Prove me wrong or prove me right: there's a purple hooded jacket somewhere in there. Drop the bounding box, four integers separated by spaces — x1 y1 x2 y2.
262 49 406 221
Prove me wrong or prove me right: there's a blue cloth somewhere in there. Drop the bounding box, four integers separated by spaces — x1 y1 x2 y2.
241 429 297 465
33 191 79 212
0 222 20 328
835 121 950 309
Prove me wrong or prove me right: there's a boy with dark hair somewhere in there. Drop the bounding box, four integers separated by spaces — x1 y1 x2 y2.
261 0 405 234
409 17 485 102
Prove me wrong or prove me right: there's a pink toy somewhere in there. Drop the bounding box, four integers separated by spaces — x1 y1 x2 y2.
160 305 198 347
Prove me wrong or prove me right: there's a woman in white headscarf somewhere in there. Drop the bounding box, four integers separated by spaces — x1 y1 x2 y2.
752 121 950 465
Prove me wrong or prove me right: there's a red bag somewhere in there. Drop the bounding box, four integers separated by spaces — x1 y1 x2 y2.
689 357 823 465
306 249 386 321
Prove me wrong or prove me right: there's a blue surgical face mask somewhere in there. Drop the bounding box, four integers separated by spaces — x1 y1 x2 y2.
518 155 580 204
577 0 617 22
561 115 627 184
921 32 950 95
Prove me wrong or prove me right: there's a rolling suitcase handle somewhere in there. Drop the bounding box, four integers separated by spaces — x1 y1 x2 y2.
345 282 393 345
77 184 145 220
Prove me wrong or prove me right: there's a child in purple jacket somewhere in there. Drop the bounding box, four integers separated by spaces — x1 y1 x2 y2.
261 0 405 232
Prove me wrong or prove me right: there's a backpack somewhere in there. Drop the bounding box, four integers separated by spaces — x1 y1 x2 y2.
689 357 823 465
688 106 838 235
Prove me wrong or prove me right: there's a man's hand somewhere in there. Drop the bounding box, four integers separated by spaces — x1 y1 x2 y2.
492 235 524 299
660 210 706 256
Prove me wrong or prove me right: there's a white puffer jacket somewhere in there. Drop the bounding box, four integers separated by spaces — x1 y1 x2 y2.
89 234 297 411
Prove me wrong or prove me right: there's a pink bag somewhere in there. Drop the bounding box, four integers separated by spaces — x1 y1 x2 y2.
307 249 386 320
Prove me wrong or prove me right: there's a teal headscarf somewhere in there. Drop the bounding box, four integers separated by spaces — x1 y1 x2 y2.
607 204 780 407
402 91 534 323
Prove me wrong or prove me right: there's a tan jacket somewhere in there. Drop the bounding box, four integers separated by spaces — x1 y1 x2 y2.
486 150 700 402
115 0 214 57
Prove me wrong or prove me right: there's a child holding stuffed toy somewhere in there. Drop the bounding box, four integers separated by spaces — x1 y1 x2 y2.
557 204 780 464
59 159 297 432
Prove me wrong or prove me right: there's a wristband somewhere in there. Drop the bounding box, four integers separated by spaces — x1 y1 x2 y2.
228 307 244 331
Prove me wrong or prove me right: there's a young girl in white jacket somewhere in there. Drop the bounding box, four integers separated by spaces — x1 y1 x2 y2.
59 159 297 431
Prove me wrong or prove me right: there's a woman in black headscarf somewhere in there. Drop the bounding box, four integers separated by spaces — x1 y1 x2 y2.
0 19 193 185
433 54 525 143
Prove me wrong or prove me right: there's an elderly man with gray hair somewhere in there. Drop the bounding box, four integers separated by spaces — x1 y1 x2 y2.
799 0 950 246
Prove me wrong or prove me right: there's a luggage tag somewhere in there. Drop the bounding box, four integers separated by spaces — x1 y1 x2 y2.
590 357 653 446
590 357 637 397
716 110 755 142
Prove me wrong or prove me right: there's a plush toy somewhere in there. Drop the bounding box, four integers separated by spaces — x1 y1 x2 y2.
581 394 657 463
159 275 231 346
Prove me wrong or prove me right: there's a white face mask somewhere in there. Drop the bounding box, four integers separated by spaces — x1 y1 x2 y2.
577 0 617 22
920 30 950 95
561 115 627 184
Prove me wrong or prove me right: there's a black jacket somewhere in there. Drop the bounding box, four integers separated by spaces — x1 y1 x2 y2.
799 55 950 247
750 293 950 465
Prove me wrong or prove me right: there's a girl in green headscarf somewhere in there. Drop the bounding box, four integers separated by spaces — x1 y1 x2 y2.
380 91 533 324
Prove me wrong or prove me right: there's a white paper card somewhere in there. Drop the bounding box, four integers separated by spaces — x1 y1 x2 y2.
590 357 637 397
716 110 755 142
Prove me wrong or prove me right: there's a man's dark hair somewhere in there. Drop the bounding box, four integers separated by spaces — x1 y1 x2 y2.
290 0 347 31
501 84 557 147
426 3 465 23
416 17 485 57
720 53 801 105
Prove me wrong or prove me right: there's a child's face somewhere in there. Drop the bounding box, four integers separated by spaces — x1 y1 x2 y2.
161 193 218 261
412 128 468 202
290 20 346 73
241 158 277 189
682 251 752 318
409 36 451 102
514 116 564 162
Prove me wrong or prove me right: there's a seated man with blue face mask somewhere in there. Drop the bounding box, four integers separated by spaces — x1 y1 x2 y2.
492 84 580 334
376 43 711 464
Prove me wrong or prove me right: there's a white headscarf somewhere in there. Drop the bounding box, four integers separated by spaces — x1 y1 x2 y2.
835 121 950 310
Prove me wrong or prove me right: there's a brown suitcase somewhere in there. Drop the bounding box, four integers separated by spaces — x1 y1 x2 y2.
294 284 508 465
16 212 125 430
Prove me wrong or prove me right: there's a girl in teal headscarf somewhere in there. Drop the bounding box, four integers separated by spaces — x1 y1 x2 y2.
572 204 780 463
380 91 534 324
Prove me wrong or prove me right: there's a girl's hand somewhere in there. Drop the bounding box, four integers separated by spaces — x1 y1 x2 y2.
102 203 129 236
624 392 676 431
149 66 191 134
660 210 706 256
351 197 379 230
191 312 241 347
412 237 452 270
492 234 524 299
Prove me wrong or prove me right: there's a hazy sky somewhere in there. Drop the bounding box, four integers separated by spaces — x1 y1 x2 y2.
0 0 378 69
== == ==
## PROBLEM
Render all the rows above as a Markdown table with two columns, Number and Entry. Put each row's number in Number and the row in Entry, and leave out blank lines.

## WRITTEN SOLUTION
| Number | Entry |
|---|---|
| 1 | Prove me wrong or prove me right: there's a purple hooded jacket somewhere in there. Drop the bounding box, four integers separated by spaces — x1 y1 x2 y2. |
| 2 | 262 49 406 221 |
| 3 | Prove me wrong or prove me right: there's a blue cloth somewhere in there. Drop the bounding box, four integers separated by spaces — x1 y1 x2 y2. |
| 4 | 241 429 297 465 |
| 5 | 33 191 79 212 |
| 6 | 0 222 20 328 |
| 7 | 835 121 950 309 |
| 8 | Prove me wrong or prove me right: there's a boy with dark hair somewhere in there. Drop the bounding box, four integers separated by spaces — x1 y1 x2 y2. |
| 9 | 261 0 405 234 |
| 10 | 409 17 485 102 |
| 11 | Prove me wrong or prove me right: there's a pink toy somewhere in there. Drop the bounding box, four integers separated by spaces — x1 y1 x2 y2. |
| 12 | 160 305 198 347 |
| 13 | Prove me wrong or prove me right: there's a woman in white headscarf somewhere in there. Drop the bounding box, four integers separated by spaces — x1 y1 x2 y2. |
| 14 | 752 121 950 465 |
| 15 | Prove me wrong or prove me right: there's a red bag somewhere in there. Drop the bounding box, four integers separated by spaces — x1 y1 x2 y2. |
| 16 | 689 357 823 465 |
| 17 | 306 249 386 321 |
| 18 | Prove me wrong or prove me right: there's a blue surgical face mask somewhere in there. Drop the bounding box, four integers separated by spaces — x1 y1 x2 y2. |
| 19 | 518 155 580 204 |
| 20 | 577 0 617 22 |
| 21 | 561 115 627 184 |
| 22 | 921 32 950 95 |
| 23 | Prove me wrong or prove me right: there's a rolling suitcase handle somewhere in there. Drop the bounding box, four integers separated by spaces — x1 y1 x2 y2. |
| 24 | 345 282 393 345 |
| 25 | 77 184 145 220 |
| 26 | Prove me wrong or prove me right: there's a child in purple jacket somewhere in there. Drop the bounding box, four integers separated by spaces — x1 y1 x2 y2. |
| 27 | 261 0 405 232 |
| 28 | Prove me wrong or prove me right: there's a backpack somewhere in there. Drop the bounding box, four integers separated by spaces — x1 y1 x2 y2. |
| 29 | 689 357 823 465 |
| 30 | 688 106 838 235 |
| 31 | Prove me wrong or prove me right: there's a man's hand somewhere in there. Drop the bounding box, four integers separated by spaces — x1 y1 x2 y2. |
| 32 | 492 235 524 299 |
| 33 | 660 210 706 256 |
| 34 | Prove me wrong or prove me right: there's a white puffer jacket somewhere in there. Drop the bounding box, four integers separated by spaces — x1 y1 x2 y2. |
| 35 | 89 234 297 411 |
| 36 | Prove me wrong or prove me right: there's a pink bag somewhere in there. Drop the bounding box, four integers separated by spaces — x1 y1 x2 y2. |
| 37 | 307 249 386 320 |
| 38 | Prove me wrong or prove me right: there's a teal headscarf somewhere in there. Drop the bounding box, four integers separated by spaces — x1 y1 x2 y2. |
| 39 | 607 204 780 407 |
| 40 | 402 91 534 323 |
| 41 | Prove me wrong or prove me right: there's a tan jacket somewhere in there. Drop the bounding box, four integers separated by spaces — x1 y1 x2 y2. |
| 42 | 486 150 700 402 |
| 43 | 115 0 214 57 |
| 44 | Prove me wrong or prove me right: there's a child holding stuffed toy somewhere in there. Drop the bounding box, four integers separated by spaces — x1 y1 x2 y2. |
| 45 | 557 204 780 464 |
| 46 | 59 159 297 432 |
| 47 | Prove me wrong or prove me right: there's a wristband somewhere in there. Drop the bounding box, four integers separated by spaces — x1 y1 x2 y2. |
| 48 | 228 307 244 331 |
| 49 | Prove me wrong or prove me right: there's a young girl in white jacket somewhere in there. Drop the bounding box, four integers separated by spaces — x1 y1 x2 y2. |
| 50 | 59 159 297 431 |
| 51 | Prove me wrong or prove me right: there's a woman in black headscarf somewhere in there. Drop the bounding box, four integers separated by spaces — x1 y1 x2 y2. |
| 52 | 0 19 193 185 |
| 53 | 433 54 525 143 |
| 54 | Prove me wrong or prove me right: there's an elderly man with gray hair somewhere in there. Drop the bounding box, four integers separated by spaces — x1 y1 x2 y2. |
| 55 | 799 0 950 246 |
| 56 | Prove me wrong or prove me right: there's a luggage tag somewhere in there. Drop the bounding box, four integers separated by spaces — x1 y1 x2 y2. |
| 57 | 590 357 653 446 |
| 58 | 590 357 637 397 |
| 59 | 716 110 755 142 |
| 60 | Prove me wrong or prove me right: there's a plush toy somewhere in there. Drop the bounding box, four integers separated by spaces — x1 y1 x2 y2. |
| 61 | 581 394 657 463 |
| 62 | 159 275 231 346 |
| 63 | Prove me wrong or prove me right: there's a white face mask somewhere in there. Drop the bounding box, four integers separated by spaces — x1 y1 x2 y2. |
| 64 | 577 0 617 22 |
| 65 | 920 30 950 95 |
| 66 | 561 115 627 184 |
| 67 | Prove me wrong or prove me right: there's a black jacket somewhere in there. Drop the bounding box, four integers separated by spaces — x1 y1 x2 y2. |
| 68 | 799 55 950 247 |
| 69 | 750 293 950 465 |
| 70 | Prove me wrong or prove me right: there's a girl in green headscarf somewhere in there. Drop the bounding box, four integers separated by spaces — x1 y1 x2 y2. |
| 71 | 380 91 533 324 |
| 72 | Prove me wrong or prove me right: there's a white paper card somewhere in there. Drop the bounding box, four integers separated by spaces — x1 y1 x2 y2. |
| 73 | 590 357 637 397 |
| 74 | 716 110 755 142 |
| 75 | Prove me wrong or prove me right: there's a man's dark hair somewhere in there. Drop the bounding box, four integers separated by spaces — x1 y1 x2 y2. |
| 76 | 290 0 347 31 |
| 77 | 501 84 557 147 |
| 78 | 426 3 465 23 |
| 79 | 416 17 485 57 |
| 80 | 720 53 801 105 |
| 81 | Prove me wrong or prove me right: there's a child's face somewhere in there. Drop the bounding box, four integers separated by spaces — x1 y1 x2 y2. |
| 82 | 161 193 218 261 |
| 83 | 412 128 468 202 |
| 84 | 290 20 346 73 |
| 85 | 241 158 277 189 |
| 86 | 682 251 752 318 |
| 87 | 409 36 451 102 |
| 88 | 514 116 564 162 |
| 89 | Prove me wrong or prove me right: there's a seated man with blue face mask somewhere in there. Drop the bounding box, four integers separated by spaces — x1 y1 x2 y2. |
| 90 | 492 84 580 334 |
| 91 | 376 43 711 464 |
| 92 | Prove me wrong or prove me right: there's a white headscarf somewhere in there. Drop the bounding box, four integers separated by spaces — x1 y1 x2 y2. |
| 93 | 835 121 950 310 |
| 94 | Prove me wrong or prove me right: there's a brown suitcase somewhere in there. Drop the bounding box, four integers separated by spaces — x1 y1 x2 y2. |
| 95 | 294 284 508 465 |
| 96 | 16 212 125 430 |
| 97 | Prove me wrong or prove me right: there's a girl in teal headscarf somewhere in there. Drop the bounding box, four integers separated by spaces — x1 y1 x2 y2. |
| 98 | 572 204 780 463 |
| 99 | 380 91 534 324 |
| 100 | Prove me wrong or prove me right: there's a girl's hand somewhere in there. Drop the bounding box, four integers separated by spaces — x1 y1 x2 y2. |
| 101 | 102 203 129 236 |
| 102 | 624 392 676 431 |
| 103 | 149 66 191 134 |
| 104 | 660 210 706 256 |
| 105 | 351 197 379 230 |
| 106 | 191 312 241 347 |
| 107 | 412 237 452 270 |
| 108 | 492 234 524 299 |
| 109 | Prove me wrong or prove me right: there's a hazy sky somewhere in there. Drop the bounding box, four integers separated by spaces — x1 y1 x2 y2. |
| 110 | 0 0 378 69 |